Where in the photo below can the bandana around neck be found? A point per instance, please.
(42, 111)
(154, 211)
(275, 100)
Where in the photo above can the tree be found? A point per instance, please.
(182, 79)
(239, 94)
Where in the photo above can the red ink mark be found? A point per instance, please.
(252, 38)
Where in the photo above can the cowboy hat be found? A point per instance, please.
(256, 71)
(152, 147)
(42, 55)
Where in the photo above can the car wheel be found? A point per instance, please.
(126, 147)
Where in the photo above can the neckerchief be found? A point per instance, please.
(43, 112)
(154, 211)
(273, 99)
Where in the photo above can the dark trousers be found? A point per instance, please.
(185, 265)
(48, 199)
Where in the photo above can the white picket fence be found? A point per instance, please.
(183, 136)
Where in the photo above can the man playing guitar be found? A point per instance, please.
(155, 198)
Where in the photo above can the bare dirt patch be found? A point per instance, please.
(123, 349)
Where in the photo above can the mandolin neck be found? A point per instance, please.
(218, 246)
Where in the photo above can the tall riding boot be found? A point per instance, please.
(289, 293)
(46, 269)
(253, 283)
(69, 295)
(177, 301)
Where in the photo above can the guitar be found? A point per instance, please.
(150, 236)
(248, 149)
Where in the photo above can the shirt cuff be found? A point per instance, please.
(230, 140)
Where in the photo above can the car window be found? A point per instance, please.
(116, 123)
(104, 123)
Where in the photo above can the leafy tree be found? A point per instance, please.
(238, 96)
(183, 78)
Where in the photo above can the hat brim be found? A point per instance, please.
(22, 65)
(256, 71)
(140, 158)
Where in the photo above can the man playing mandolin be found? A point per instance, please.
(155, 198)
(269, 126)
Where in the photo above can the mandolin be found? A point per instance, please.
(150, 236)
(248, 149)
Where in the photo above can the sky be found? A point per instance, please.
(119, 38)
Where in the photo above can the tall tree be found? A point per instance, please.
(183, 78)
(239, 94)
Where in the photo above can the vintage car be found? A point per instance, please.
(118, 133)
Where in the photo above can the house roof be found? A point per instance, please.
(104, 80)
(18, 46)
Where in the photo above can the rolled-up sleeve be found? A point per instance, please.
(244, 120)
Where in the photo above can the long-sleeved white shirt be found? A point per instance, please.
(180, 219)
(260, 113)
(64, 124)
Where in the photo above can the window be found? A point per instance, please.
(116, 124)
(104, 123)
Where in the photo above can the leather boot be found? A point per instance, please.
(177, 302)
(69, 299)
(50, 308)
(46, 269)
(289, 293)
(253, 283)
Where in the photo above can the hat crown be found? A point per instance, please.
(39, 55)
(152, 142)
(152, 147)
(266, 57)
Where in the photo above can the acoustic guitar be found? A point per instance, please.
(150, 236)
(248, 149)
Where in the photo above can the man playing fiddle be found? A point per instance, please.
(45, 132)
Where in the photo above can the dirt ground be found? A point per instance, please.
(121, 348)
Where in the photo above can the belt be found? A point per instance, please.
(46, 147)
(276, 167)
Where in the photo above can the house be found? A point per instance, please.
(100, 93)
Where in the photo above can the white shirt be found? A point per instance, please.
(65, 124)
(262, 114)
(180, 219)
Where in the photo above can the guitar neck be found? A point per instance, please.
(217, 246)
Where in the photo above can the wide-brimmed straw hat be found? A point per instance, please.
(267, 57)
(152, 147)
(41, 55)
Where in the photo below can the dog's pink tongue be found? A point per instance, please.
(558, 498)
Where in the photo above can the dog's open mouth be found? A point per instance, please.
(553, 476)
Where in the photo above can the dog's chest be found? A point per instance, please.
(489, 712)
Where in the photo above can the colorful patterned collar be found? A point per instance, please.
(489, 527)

== Do this ==
Return the whole listing exactly.

== Response to this exercise ==
Where in the photo below can the bandana around neck be found? A point per instance, please.
(42, 111)
(154, 211)
(275, 100)
Where in the photo above can the tree be found? A point per instance, please.
(182, 79)
(239, 94)
Where in the photo above can the red ink mark be found? A point per instance, please.
(252, 38)
Where in the photo above can the cowboy hat be found? A point per instance, please.
(256, 71)
(152, 147)
(42, 55)
Where in the photo above can the car wheel be found? A point per instance, please.
(126, 147)
Where in the photo above can the neckerchief be found? A point per instance, please.
(43, 112)
(154, 211)
(273, 99)
Where in the photo above can the dark trousers be found? A point per instance, please.
(185, 265)
(48, 199)
Where in the photo above can the white picket fence be found? A point per instance, please.
(183, 136)
Where in the photo above can the man playing guitar be found? A point per instance, please.
(155, 198)
Where in the photo above can the bare dirt patch be found? A point per instance, please.
(123, 349)
Where in the photo above can the mandolin neck be found? A point per instance, please.
(218, 246)
Where in the photo above can the tall riding boot be found? A point per instance, please.
(289, 293)
(46, 269)
(253, 283)
(69, 295)
(177, 301)
Where in the photo above can the guitar be found? A point per instance, please.
(150, 236)
(248, 149)
Where in the photo above can the shirt cuff be found? A point per instance, please.
(230, 140)
Where in the photo above can the car window be found? A point per instance, please.
(116, 123)
(104, 123)
Where in the photo above can the leafy tree be found? A point per instance, please.
(238, 96)
(183, 78)
Where in the photo above can the hat brim be found? A point per instance, please.
(22, 65)
(256, 71)
(140, 158)
Where in the photo above can the man playing mandolin be found? A point per instance, please.
(155, 198)
(269, 126)
Where in the photo above can the mandolin be found? A point per instance, please.
(150, 236)
(248, 149)
Where in the photo above can the sky be found? A point per instance, please.
(119, 38)
Where in the photo above can the tall tree be found? A point per instance, please.
(183, 78)
(239, 94)
Where in the photo above can the vintage car be found? A point per instance, please.
(118, 133)
Where in the photo above can the house roof be found? A point per instance, please.
(104, 80)
(18, 46)
Where in the photo above can the rolled-up sleeve be found? A point per instance, please.
(244, 120)
Where in the photo above can the long-sleeved white shirt be found? A point per instance, please.
(180, 219)
(260, 113)
(64, 124)
Where in the photo above can the window be found? A point per instance, please.
(116, 124)
(104, 123)
Where in the photo above can the leather boot be found? A point per instance, please.
(177, 302)
(69, 299)
(50, 308)
(46, 269)
(289, 293)
(253, 283)
Where in the photo above can the hat crown be found? A point per instance, please.
(39, 55)
(152, 142)
(152, 147)
(266, 57)
Where in the photo above can the acoustic guitar be found? A point per instance, please.
(150, 236)
(248, 149)
Where in the photo above can the man playing fiddle be found? A point per instance, please.
(45, 132)
Where in the photo above can the dirt ground be found? A point per instance, please.
(121, 348)
Where in the photo above can the belt be found? A point per instance, please.
(46, 147)
(276, 167)
Where in the photo above can the house be found? A point per instance, please.
(100, 93)
Where in the photo above can the white shirt be found? A point per instance, please.
(65, 124)
(262, 114)
(180, 219)
Where in the photo above can the guitar neck be found? A point per instance, please.
(217, 246)
Where in the photo above can the wide-brimmed straw hat be found? A point per instance, please.
(267, 57)
(152, 147)
(41, 55)
Where in the photo below can the dog's pink tongue be found? A point per instance, please.
(558, 498)
Where in the photo above can the dog's open mouth be found? A point per instance, please.
(553, 476)
Where in the photo above can the dog's chest be found? A point per instance, please.
(489, 712)
Where in the photo above can the colorful patterned collar be found? A point per instance, please.
(489, 527)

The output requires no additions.